PARTES DEL EJERCICIO.
1. Por favor, enumera todo lo que, según la lista de la Cruz Roja Mexicana en el fragmento sobre Altar, conviene llevar al cruzar el desierto.
2. Escribe la continuación del fragmento sobre Altar a partir de su última oración.

La esperanza se llama El Sásabe

27 de enero de 2020

ALTAR, Sonora, México.

Llegó la hora. Un grupo que trata de ser discreto atraviesa rápidamente la plaza central de Altar. Llevan pequeñas mochilas, algunas bolsitas de plástico con latas de alimentos y botellas. Y cada uno, al menos un galón de agua.

Consejos básicos

Aunque la primera recomendación es no cruzar por el desierto, la Cruz Roja Mexicana tiene una lista de recomendaciones para quienes deciden tomar esta ruta. Algunas son:

* Llevar agua suficiente, sal, limones, ajo, cerillos y alimentos enlatados o empaquetados.

* Cubrirse el cuerpo con ropa aunque haga calor, ya que esto protege de las quemaduras del sol.

* Los mareos, dolor de cabeza y sed excesiva son signo de deshidratación; se debe tomar un suero oral o agua con sal y limón.

* Utilizar calzado cerrado para evitar picaduras, calambres y cansancio excesivo.

* En caso de perderse, encender una fogata con mucho humo para facilitar la localización.

* Revisar cuidadosamente el lugar de descanso y mover piedras, palos y matorrales para evitar serpientes, arañas o alacranes. El ajo untado en el cuerpo, la ropa y los zapatos aleja a los animales.

* En caso de sufrir una picadura o mordedura buscar ayuda inmediatamente.

Hoy por la noche estarán cruzando el desierto.

Arribarán a la frontera entre Sonora y Arizona —le dicen “la línea”— en viejas camionetas tipo van. En dos horas recorrerán el camino de terracería que separa el pueblo de Altar de la comunidad que se llama El Sásabe del lado mexicano, y simplemente Sasabe del estadounidense. La esperanza es llegar al segundo y, a partir de ahí, iniciar los tres días de camino hacia un punto seguro: Phoenix, la capital de Arizona.

Es en Altar donde se dan cita los migrantes, los coyotes y quienes lucran con ambos. Al subir a la camioneta a El Sásabe, la mayoría de los migrantes tendrá apalabrado a un coyote. En ocasiones, él mismo los acompañará; en otras, los esperará cerca de la línea. En esos casos el conductor estará sobre aviso y sólo esperará instrucciones para recoger al grupo y dejarlo en El Sásabe.

En un extremo de la plaza se alinean las camionetas, esperando su carga. Algunas traen escrita la ruta en la ventana con pintura blanca: “Altar-Sásabe”. El costo del recorrido: cien pesos por persona, 10 dólares, y el cupo de cada camioneta es de entre 20 y 25 personas, aunque a veces caben 30. Esto se logra quitando los asientos y sustituyéndolos por cuatro filas de tablones en los que los migrantes se sientan apilados .

DATOS PROPORCIONADOS.
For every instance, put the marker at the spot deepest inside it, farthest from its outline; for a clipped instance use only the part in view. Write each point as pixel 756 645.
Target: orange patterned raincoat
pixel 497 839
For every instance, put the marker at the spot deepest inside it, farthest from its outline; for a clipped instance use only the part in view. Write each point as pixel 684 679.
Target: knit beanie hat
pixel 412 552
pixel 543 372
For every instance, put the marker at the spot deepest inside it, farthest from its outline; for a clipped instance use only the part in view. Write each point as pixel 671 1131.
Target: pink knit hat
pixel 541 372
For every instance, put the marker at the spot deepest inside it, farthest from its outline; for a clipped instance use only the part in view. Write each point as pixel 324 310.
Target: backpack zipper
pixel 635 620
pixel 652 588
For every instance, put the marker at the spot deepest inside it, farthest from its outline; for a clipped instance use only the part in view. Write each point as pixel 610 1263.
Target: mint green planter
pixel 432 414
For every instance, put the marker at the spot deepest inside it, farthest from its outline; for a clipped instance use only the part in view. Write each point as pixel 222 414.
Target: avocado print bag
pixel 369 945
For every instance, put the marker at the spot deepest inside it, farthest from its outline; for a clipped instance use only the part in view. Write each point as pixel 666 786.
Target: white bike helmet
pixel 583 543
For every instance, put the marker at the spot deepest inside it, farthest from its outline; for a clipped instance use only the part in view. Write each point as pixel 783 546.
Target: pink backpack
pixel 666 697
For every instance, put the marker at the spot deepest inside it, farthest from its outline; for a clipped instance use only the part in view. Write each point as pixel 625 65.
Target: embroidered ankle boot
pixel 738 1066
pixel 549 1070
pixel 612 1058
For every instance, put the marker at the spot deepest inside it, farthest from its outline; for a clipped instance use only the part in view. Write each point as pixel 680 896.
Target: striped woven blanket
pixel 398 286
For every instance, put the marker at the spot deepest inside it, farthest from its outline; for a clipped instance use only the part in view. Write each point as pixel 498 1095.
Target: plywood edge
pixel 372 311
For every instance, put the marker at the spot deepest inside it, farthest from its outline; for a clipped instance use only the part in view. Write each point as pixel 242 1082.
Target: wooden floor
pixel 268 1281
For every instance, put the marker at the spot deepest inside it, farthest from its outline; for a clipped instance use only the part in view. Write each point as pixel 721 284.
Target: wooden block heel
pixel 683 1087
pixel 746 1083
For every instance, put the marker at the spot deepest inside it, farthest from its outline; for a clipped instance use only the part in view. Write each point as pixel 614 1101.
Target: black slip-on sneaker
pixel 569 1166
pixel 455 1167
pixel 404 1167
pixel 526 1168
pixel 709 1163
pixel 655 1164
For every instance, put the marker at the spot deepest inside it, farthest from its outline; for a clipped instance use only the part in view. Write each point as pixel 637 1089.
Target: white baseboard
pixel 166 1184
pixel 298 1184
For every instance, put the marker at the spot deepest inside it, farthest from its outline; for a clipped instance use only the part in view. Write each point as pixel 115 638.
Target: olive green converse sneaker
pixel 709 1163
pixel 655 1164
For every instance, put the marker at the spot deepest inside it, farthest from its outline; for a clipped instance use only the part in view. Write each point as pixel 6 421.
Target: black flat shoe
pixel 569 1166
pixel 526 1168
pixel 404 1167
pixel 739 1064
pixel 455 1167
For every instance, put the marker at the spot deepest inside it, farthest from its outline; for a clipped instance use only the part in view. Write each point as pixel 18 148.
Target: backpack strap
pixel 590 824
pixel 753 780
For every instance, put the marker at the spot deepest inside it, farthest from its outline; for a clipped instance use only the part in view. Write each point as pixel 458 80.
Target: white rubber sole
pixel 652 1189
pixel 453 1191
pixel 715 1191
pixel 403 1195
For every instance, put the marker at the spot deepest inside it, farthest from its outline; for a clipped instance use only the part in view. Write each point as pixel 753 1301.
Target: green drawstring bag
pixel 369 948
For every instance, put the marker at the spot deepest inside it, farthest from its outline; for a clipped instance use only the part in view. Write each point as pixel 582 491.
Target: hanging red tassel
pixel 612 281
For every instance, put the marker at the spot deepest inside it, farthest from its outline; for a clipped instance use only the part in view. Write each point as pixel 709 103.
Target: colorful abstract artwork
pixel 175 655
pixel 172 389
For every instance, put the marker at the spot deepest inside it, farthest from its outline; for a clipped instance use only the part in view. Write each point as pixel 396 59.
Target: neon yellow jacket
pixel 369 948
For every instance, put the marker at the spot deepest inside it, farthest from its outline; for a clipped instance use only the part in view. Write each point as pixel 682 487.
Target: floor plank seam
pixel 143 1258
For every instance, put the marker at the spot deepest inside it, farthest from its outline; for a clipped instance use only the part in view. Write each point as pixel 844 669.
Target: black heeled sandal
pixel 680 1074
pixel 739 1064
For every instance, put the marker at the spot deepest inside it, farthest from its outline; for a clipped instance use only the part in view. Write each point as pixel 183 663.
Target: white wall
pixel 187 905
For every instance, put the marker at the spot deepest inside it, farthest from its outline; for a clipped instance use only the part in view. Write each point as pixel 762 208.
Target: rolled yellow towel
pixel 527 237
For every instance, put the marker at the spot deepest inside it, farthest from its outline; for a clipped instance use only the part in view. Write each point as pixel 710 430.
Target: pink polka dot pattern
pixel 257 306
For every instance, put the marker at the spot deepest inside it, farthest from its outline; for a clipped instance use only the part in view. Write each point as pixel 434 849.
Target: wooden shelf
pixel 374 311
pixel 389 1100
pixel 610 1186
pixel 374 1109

RESPUESTAS ESCRITAS.
1.
- Agua suficiente
- Sal
- Limones
- Ajo
- Cerillos
- Alimentos enlatados o empaquetados

2.
Unos suben a la camioneta desde la plaza. Otros esperan en “casas de huéspedes”, cuartitos de cemento y tabique que surgen en medio de una polvareda en las afueras del pueblo. La camioneta se va llenando; cuando ya están presentes todos los “encargos”, el conductor emprende la ruta hacia El Sásabe.

Hoy es un día ligero: sólo 18 personas van en esta camioneta que, además, conserva los asientos originales, un poco destartalados. Todos son hombres; al menos uno es menor de edad. “Ahorita está flojo, yo creo que por el calor y porque hay mucha migra”, explica Adrián, el chofer de la camioneta, que inicia el viaje a una velocidad excesiva, sobre un camino de piedras y hoyos.

El vapor dentro del vehículo se mezcla con el polvo que llega de afuera. En lugar de cristal, las ventanas tienen unas placas de plástico transparente que vibran con un ruido de matraca incesante. Una nube de arenilla sigue a la camioneta durante todo el recorrido. Aunque se conocen entre sí, los hombres no hablan, a veces hasta dormitan. Como si no estuviesen sudando, dando de brincos y tumbos sobre el camino que se adentra inexorablemente en el desierto.

Historias

Éste es el recorrido que hacen todas las camionetas, todos los días. Y cada una lleva sus historias únicas. Por aquí ha pasado Víctor, originario de San Juan Chamula, Chiapas. Su viaje es de los más largos: va hasta Alaska, en donde lo espera su primo y un empleo que le permitirá enviar dinero a su familia.

A sus 20 años Víctor sólo ha trabajado en el campo cultivando flores, pero “ahorita ya no hay trabajo”. Aunque sabe que Alaska está lejos, dice que no le da miedo ir hasta allá. Que ya no había manera de quedarse en el pueblo.

—No es que aquí uno no coma, bien come uno, pero hay otras necesidades para salir adelante. Si uno tuviera dinero, no se iría de allá.

—¿Qué dijo tu mamá?

—Dijo: “Está bueno”, sólo que me encomendaba a las manos de Dios. Yo le dije que no se preocupara, si en el camino pasaba algo, pues ya pa’dónde. Uno, mejor luchar que robar.

Por aquí ha pasado también Laura y su historia. Ella tiene 21 años y cuatro meses de embarazo. Viaja acompañada de un par de hombres que dicen ser sus vecinos. Nadie la espera del otro lado, no sabe adónde va a llegar, a que ciudad, a qué estado. Trabajaba en una tortillería en Oaxaca, donde ganaba cinco dólares a la semana. Ahora desea llegar a Estados Unidos para ganar más, juntar un dinerito “donde sea que haya trabajo, lavando ropa, en el aseo de la casa, en una paletería”.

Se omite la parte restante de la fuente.